TO DO -
**a)** According to the Big Island budget tips text, how many trips were enjoyed over the decades?
**b)** Extract the passage of the Big Island budget tips text starting at "So… if you’d" and ending at "smells like flowers.".

=== TEXT SECTION ===

Budget Tips for a Big Island Vacation

Waiting for the Green Flash!

Hawaii has been identified as the happiest state in the US and the most-mentioned destination for those with bucket lists of places to visit. 

So… if you’d love to go but think you can’t afford Hawaii, get over it! It is possible to have a fabulous vacation without breaking the bank. Since Hawaii is part of the good ole USA, if you are from the United States, you can feel like you are traveling internationally but without the need for a passport, messing with converting currency, or knowing a foreign language.

Beach at Mauna Kea

The Big Island of Hawaii is my ultimate happy place. Away from the bustle and crowds of Oahu, the Big Island offers a more laid-back experience. Just you and the sun, the sea and volcanos and air that smells like flowers. 

Over the decades, we enjoyed over 20 trips. I’ve learned how to do it without it being crazy expensive. And—liking luxury—I have found careful planning results in having money left over to splurge on the really unique experiences.

=== MATERIAL PROVIDED ===

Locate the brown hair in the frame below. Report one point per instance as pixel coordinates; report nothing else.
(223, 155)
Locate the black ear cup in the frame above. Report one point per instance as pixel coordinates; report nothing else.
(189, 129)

===

TASK-BY-TASK SOLUTIONS -
**a)** Over 20 trips.

**b)**
So… if you’d love to go but think you can’t afford Hawaii, get over it! It is possible to have a fabulous vacation without breaking the bank. Since Hawaii is part of the good ole USA, if you are from the United States, you can feel like you are traveling internationally but without the need for a passport, messing with converting currency, or knowing a foreign language.

Beach at Mauna Kea

The Big Island of Hawaii is my ultimate happy place. Away from the bustle and crowds of Oahu, the Big Island offers a more laid-back experience. Just you and the sun, the sea and volcanos and air that smells like flowers.